* What is needed *
Filter the entries that follow, copying every line in which the word "green" appears.

* Raw data *
========================

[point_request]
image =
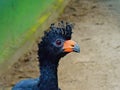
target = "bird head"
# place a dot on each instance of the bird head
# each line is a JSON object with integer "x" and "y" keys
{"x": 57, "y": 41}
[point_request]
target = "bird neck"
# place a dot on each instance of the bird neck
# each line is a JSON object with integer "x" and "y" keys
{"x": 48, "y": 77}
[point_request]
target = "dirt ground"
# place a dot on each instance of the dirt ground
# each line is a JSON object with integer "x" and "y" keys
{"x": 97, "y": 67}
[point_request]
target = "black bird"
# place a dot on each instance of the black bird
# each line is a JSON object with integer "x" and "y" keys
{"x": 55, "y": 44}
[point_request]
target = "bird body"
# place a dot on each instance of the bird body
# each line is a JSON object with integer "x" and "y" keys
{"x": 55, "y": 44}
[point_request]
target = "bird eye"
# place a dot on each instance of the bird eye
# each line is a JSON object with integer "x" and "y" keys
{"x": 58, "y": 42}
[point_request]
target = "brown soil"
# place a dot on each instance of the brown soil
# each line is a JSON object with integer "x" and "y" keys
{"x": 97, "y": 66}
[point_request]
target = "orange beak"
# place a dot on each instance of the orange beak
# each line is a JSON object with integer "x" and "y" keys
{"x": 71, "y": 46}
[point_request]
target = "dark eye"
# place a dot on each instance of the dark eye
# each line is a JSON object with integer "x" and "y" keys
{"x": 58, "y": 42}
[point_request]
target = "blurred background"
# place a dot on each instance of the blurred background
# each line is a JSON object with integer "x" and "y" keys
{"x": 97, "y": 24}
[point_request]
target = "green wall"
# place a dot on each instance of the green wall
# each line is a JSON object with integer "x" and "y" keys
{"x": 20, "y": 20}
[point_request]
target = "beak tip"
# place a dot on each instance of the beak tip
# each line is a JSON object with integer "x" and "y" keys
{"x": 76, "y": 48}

========================

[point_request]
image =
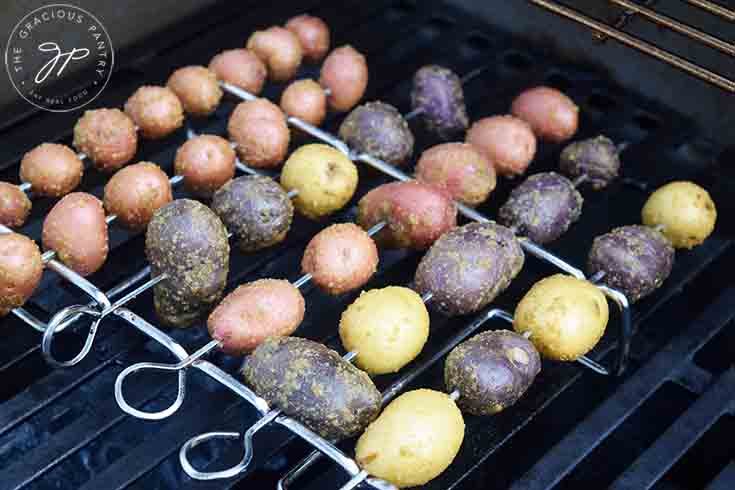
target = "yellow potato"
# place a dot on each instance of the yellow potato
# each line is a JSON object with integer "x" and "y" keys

========================

* Answer *
target = "green wall"
# place a dot on each instance of the green wall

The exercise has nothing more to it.